**What you need to do**
Write out the material below again, unchanged.

**Material for this task**
------------------------------------------------------------

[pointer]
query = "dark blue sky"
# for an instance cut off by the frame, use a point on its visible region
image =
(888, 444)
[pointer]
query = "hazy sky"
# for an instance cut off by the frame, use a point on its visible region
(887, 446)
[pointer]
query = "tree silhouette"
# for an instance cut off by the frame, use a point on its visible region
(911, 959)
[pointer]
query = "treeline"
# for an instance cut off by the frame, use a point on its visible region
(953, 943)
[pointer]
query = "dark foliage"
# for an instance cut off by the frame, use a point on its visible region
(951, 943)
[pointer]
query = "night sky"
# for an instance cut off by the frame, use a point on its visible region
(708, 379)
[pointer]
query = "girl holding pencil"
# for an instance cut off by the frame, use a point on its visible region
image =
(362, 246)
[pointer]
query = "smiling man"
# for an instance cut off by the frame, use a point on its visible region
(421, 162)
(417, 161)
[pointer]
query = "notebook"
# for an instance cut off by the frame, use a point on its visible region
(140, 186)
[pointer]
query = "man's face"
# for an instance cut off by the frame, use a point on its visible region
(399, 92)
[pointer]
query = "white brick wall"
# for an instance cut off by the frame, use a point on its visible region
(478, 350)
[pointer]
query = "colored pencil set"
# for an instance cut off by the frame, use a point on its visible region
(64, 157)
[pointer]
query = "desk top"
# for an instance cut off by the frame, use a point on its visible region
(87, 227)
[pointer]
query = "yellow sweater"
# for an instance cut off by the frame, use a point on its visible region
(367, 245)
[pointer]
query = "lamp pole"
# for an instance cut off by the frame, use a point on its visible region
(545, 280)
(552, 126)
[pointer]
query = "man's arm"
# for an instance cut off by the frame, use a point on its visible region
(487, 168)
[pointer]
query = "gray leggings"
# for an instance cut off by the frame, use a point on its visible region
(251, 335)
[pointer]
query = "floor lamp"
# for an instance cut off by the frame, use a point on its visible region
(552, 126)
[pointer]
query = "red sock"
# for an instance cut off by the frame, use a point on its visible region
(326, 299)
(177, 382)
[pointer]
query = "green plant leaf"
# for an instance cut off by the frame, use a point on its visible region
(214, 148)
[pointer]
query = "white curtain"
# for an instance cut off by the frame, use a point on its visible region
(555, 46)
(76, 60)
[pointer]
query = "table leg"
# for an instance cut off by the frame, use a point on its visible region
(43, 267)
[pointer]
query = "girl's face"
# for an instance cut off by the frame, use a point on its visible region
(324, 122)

------------------------------------------------------------

**Solution below**
[pointer]
query = "dark blue sky"
# for an instance cut off by the frame, use a point on its visible region
image =
(888, 444)
[pointer]
query = "hazy sky"
# for an instance cut off by the frame, use a point on its visible region
(887, 446)
[pointer]
query = "tree silhouette"
# for an instance cut off by the frame, use a point on its visible region
(911, 959)
[pointer]
query = "treeline"
# for an instance cut off by the frame, use a point on its visible region
(953, 943)
[pointer]
query = "dark foliage"
# for an instance cut off by the frame, use a point on its visible region
(951, 943)
[pointer]
query = "night sky"
# for an instance cut off by the frame, use a point on its visible region
(708, 379)
[pointer]
query = "girl holding pencil"
# for an instance cut off by the frame, use a point on its visible region
image =
(362, 246)
[pointer]
query = "smiling man"
# for an instance cut off by the frame, use a point on its visible region
(421, 162)
(417, 161)
[pointer]
query = "notebook"
# for an instance cut off by the frame, use a point on its visible region
(140, 186)
[pointer]
query = "man's face"
# for an instance cut off by the frame, use a point on its visible region
(399, 92)
[pointer]
query = "white brick wall"
# for an instance cut off by the frame, use a point on its visible region
(478, 350)
[pointer]
query = "colored pencil set"
# for an instance cut off by the frame, use a point on its visible region
(64, 157)
[pointer]
query = "desk top"
# for an instance cut off by the frame, use a point on its visible region
(87, 227)
[pointer]
query = "yellow sweater"
# for an instance cut off by the frame, use a point on its visible region
(367, 245)
[pointer]
query = "lamp pole"
# for an instance cut off by the frame, use a point on its visible region
(545, 280)
(552, 126)
[pointer]
query = "man's arm"
# for an instance cut off by the frame, use a point on its visible region
(487, 168)
[pointer]
query = "gray leggings"
# for an instance cut off by the frame, use a point on its visible region
(251, 335)
[pointer]
query = "floor lamp"
# for an instance cut off by the frame, use a point on its visible region
(552, 126)
[pointer]
query = "red sock"
# for an instance cut off by the frame, use a point on its visible region
(326, 299)
(177, 382)
[pointer]
query = "green plant leaf"
# for an instance cut off by the frame, use a point on its visible region
(214, 148)
[pointer]
query = "white curtain"
# for an instance cut off by the frame, use a point on its visible region
(555, 46)
(76, 60)
[pointer]
query = "table leg"
# for an instance cut off by the frame, use a point on its visible region
(43, 267)
[pointer]
query = "girl's face"
# for an instance cut off by the frame, use a point on its visible region
(324, 122)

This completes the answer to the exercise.